— Exercise requirements —
Extract all data as written.

— Raw records —
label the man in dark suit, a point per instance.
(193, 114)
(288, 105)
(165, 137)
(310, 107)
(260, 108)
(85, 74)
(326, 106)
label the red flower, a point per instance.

— Full response —
label the man in dark suit, a point per instance.
(193, 114)
(288, 105)
(165, 137)
(310, 107)
(260, 108)
(85, 74)
(326, 106)
label the red flower, a point per instance.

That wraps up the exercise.